Arrange the data from the line containing "For the evaluation set, pick out each instance of the iridescent" through the line containing "x=218 y=100", both included, as a numbered list and omit any blank lines.

[start Data section]

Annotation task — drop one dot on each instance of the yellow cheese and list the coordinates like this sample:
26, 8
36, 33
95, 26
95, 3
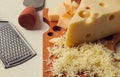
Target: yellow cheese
53, 14
64, 20
94, 19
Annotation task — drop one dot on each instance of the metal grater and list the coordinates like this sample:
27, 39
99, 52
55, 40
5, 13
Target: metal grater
14, 50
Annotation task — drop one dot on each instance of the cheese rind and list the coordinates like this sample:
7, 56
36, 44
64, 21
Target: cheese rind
93, 20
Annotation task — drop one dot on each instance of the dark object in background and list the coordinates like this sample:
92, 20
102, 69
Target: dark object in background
28, 18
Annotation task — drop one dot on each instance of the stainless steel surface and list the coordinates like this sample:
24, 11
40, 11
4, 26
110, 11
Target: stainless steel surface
14, 50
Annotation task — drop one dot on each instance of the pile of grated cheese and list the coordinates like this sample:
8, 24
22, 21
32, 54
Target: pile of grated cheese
88, 58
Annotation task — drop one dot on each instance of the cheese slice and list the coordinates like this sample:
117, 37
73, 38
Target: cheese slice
94, 19
53, 14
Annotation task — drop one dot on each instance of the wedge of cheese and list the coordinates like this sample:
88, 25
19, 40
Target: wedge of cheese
94, 19
55, 13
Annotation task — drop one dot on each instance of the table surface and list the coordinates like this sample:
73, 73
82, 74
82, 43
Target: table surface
9, 11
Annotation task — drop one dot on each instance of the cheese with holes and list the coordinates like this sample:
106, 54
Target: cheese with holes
53, 14
94, 19
70, 7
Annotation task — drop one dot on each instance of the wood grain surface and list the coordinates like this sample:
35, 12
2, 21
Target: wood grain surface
55, 31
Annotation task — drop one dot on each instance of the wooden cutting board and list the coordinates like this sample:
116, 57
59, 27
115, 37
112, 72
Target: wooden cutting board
56, 31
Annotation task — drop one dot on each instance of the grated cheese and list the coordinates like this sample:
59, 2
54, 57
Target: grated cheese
88, 58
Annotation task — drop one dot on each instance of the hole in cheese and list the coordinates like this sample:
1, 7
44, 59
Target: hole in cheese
87, 7
111, 17
84, 13
102, 4
56, 28
88, 35
108, 37
50, 33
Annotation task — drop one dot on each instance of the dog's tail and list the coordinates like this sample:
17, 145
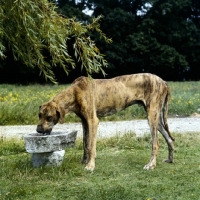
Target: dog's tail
165, 111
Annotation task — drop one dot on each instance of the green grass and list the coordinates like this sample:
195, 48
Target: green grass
19, 104
119, 172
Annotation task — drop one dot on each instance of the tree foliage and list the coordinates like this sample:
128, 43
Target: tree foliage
37, 35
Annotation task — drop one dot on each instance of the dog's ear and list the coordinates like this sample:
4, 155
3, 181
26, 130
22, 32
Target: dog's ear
61, 112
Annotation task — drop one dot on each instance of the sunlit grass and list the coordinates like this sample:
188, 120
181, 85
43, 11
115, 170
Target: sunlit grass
19, 104
118, 175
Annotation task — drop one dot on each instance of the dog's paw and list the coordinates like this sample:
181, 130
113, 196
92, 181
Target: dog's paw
90, 167
149, 166
168, 160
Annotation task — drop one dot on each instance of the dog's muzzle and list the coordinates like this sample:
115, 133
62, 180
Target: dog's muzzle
41, 130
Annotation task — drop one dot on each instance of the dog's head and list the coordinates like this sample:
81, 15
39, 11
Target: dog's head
49, 115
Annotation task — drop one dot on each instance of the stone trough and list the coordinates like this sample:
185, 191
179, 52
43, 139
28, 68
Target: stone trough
49, 150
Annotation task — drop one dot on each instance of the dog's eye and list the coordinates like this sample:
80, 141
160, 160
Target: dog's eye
49, 118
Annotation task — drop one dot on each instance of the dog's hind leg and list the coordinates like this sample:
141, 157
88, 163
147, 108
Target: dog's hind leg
85, 140
164, 130
153, 116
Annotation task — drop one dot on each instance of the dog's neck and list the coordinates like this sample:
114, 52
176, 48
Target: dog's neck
66, 100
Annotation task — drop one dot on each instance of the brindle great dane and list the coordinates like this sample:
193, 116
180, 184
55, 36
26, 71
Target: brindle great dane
93, 98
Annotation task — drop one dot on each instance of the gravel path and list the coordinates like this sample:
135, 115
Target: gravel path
108, 129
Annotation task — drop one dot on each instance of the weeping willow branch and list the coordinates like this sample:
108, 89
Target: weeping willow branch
32, 27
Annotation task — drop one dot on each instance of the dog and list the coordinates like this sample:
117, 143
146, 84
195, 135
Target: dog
92, 98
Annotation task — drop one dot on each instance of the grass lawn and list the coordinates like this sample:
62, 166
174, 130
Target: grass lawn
118, 174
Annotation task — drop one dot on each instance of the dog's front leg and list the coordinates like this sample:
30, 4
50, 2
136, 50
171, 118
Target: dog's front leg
90, 144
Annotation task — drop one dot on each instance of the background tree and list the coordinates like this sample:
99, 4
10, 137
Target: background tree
37, 35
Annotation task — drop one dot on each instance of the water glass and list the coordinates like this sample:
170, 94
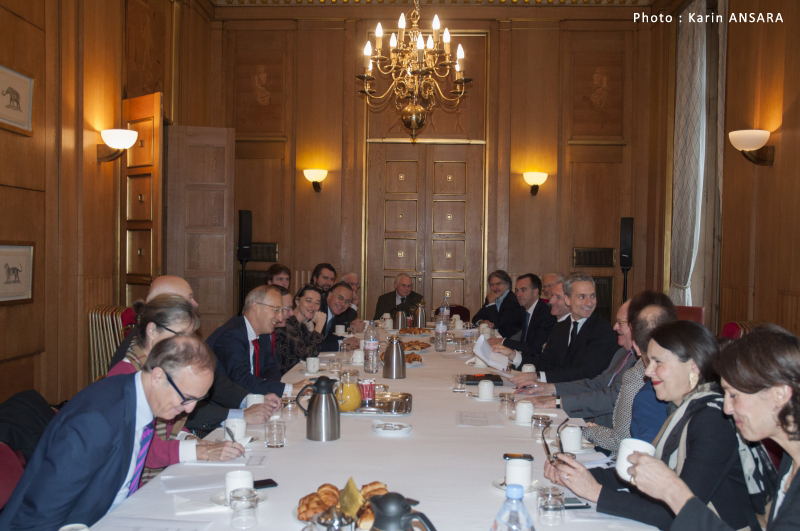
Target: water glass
244, 505
275, 434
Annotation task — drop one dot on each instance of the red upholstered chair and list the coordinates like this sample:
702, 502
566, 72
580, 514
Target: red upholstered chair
692, 313
462, 311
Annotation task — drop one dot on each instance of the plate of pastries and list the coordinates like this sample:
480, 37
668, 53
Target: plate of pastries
327, 495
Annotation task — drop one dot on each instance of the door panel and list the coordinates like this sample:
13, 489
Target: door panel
425, 206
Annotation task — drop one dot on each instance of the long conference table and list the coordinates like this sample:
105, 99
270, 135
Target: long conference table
447, 467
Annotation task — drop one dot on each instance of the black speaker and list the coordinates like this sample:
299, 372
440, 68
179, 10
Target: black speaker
245, 234
626, 243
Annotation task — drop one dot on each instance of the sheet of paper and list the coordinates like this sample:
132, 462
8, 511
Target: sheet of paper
173, 484
119, 523
492, 359
478, 418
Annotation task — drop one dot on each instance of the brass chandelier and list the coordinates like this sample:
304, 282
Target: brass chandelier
417, 67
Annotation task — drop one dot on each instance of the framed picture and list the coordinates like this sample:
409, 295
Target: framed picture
16, 101
16, 272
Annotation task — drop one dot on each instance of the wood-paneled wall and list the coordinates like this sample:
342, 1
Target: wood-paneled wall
760, 220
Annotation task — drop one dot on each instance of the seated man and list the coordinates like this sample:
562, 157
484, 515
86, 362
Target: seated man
339, 313
499, 310
402, 297
539, 322
244, 346
91, 455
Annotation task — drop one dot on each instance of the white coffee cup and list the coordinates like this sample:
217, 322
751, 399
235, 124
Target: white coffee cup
523, 412
572, 438
485, 389
237, 479
518, 472
238, 427
312, 364
626, 448
252, 400
358, 356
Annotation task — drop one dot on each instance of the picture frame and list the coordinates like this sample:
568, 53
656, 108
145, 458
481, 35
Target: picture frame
16, 101
16, 272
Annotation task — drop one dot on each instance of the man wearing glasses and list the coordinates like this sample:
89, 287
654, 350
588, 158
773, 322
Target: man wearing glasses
91, 456
244, 345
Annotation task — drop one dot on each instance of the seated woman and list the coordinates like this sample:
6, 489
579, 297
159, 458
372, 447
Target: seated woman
164, 316
302, 335
760, 375
697, 441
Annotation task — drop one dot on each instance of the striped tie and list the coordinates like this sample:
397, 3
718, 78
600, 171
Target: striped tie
147, 436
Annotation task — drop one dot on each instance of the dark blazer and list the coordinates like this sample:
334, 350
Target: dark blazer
712, 470
229, 343
539, 327
508, 321
81, 461
586, 357
696, 516
388, 302
331, 341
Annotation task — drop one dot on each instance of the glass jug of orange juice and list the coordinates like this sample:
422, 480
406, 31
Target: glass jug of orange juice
348, 394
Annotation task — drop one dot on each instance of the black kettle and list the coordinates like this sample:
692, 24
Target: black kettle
393, 513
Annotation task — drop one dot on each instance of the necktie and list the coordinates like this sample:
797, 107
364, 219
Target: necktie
574, 335
147, 437
527, 319
621, 365
256, 361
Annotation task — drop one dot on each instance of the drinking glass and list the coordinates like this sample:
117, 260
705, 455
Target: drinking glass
275, 434
244, 505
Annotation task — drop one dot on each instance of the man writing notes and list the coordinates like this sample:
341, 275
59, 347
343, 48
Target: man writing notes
539, 322
90, 458
402, 297
500, 310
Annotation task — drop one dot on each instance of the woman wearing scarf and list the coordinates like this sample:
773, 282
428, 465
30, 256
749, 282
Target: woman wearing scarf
163, 317
697, 441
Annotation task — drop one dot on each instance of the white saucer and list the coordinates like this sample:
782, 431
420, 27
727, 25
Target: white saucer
498, 485
219, 498
479, 399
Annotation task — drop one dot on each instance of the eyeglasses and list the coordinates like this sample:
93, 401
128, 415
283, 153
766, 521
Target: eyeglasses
185, 400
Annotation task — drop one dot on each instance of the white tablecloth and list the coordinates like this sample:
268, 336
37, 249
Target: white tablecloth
449, 469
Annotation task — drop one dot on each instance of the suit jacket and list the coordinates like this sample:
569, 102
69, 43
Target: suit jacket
81, 461
593, 397
586, 357
696, 516
388, 302
229, 342
539, 327
331, 341
508, 321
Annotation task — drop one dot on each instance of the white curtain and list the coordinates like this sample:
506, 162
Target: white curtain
689, 151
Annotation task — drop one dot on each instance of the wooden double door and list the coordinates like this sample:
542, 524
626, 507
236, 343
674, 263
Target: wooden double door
424, 218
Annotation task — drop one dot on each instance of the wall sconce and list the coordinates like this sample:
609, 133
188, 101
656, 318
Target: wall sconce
116, 142
534, 179
316, 177
751, 143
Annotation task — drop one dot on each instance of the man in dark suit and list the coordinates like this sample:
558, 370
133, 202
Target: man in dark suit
91, 455
402, 297
339, 313
244, 345
527, 344
226, 399
581, 346
500, 310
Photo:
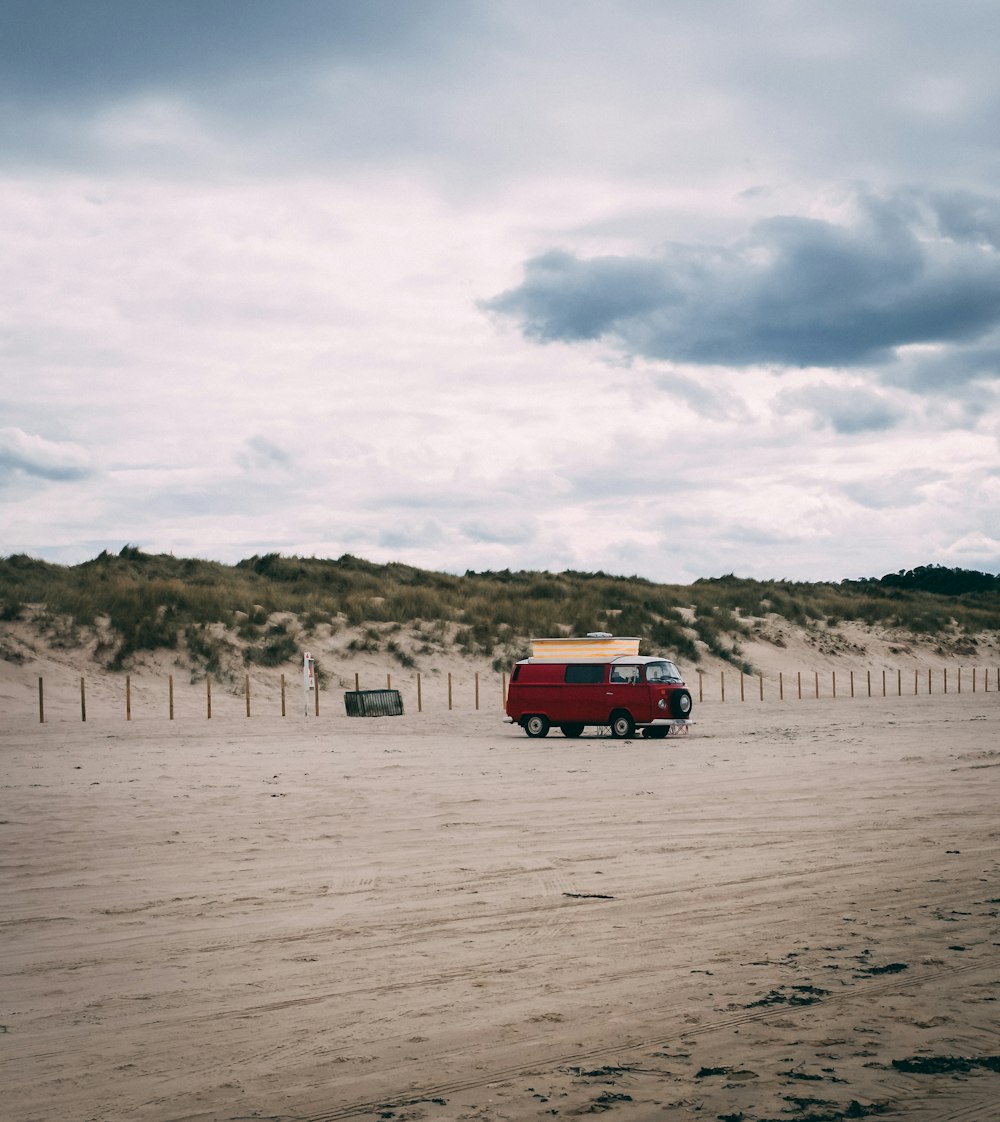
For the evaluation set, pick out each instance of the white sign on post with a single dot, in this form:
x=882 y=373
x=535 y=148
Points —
x=309 y=678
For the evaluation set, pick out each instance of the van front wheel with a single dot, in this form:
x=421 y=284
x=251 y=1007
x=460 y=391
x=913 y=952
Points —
x=535 y=725
x=622 y=725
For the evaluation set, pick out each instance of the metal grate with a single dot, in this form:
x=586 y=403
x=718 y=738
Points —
x=373 y=704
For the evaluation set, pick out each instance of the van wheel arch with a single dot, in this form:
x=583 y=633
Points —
x=622 y=724
x=680 y=704
x=535 y=725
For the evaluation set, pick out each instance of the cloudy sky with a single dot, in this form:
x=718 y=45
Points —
x=669 y=287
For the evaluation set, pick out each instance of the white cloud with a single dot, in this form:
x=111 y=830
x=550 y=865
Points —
x=242 y=268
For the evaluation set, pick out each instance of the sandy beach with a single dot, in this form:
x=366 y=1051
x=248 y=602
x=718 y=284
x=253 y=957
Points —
x=790 y=913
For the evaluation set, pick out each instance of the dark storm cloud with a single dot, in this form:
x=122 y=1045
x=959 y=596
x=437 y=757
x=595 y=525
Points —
x=849 y=411
x=52 y=51
x=794 y=292
x=320 y=79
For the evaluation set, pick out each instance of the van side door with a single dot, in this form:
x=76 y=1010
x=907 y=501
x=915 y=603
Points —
x=627 y=690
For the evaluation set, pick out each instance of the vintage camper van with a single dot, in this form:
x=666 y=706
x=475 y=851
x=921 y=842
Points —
x=596 y=680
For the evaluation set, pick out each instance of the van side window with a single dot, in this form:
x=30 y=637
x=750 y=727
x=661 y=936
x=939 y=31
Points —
x=587 y=672
x=626 y=674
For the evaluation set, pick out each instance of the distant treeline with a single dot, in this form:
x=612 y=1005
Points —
x=264 y=608
x=935 y=578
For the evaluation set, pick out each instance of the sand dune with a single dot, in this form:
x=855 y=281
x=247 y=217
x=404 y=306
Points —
x=790 y=912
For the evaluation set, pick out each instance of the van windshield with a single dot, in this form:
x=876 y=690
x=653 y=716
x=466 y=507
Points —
x=661 y=672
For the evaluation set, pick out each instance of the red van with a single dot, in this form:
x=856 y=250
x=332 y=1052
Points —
x=624 y=692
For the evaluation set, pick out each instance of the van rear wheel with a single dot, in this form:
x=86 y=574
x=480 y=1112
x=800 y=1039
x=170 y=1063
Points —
x=622 y=725
x=535 y=725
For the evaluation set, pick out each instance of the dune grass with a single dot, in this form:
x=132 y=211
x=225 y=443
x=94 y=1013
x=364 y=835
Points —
x=143 y=601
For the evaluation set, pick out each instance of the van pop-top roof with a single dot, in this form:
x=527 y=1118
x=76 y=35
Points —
x=594 y=645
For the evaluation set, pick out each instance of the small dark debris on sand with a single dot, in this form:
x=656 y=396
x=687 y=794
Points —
x=945 y=1065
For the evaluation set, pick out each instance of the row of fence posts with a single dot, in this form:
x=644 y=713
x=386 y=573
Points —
x=128 y=695
x=702 y=677
x=833 y=693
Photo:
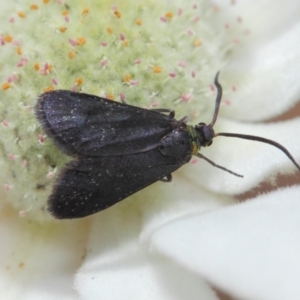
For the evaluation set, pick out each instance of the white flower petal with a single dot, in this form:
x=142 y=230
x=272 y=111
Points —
x=38 y=261
x=256 y=161
x=267 y=79
x=250 y=250
x=264 y=19
x=117 y=267
x=265 y=69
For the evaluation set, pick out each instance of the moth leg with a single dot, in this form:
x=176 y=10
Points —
x=167 y=178
x=165 y=110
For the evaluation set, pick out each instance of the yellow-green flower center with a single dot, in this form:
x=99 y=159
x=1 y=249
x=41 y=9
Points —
x=149 y=53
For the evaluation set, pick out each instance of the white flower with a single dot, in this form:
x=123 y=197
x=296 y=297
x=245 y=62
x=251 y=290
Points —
x=169 y=241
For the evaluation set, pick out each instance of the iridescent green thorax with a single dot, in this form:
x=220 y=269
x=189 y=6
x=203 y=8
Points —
x=195 y=144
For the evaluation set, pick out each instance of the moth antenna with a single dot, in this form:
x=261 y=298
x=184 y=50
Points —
x=262 y=140
x=218 y=166
x=218 y=100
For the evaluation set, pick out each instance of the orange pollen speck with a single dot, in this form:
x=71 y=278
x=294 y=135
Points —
x=49 y=88
x=110 y=96
x=109 y=30
x=34 y=7
x=71 y=55
x=6 y=86
x=85 y=11
x=117 y=14
x=127 y=78
x=79 y=80
x=197 y=42
x=21 y=14
x=81 y=41
x=8 y=38
x=19 y=51
x=169 y=15
x=36 y=66
x=138 y=22
x=157 y=69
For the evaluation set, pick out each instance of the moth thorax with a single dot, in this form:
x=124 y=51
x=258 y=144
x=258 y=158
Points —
x=205 y=134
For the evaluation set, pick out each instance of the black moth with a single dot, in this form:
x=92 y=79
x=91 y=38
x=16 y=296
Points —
x=119 y=149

[end Data section]

Finished exercise
1. For the evaluation set, pick out each instance of the iridescent green thorax with a single dot, in this form:
2. x=220 y=269
3. x=189 y=6
4. x=203 y=8
5. Points —
6. x=195 y=144
7. For the evaluation set, pick out each instance of the moth antenna with a single dot, in this form:
8. x=261 y=298
9. x=184 y=50
10. Points —
11. x=262 y=140
12. x=218 y=166
13. x=218 y=100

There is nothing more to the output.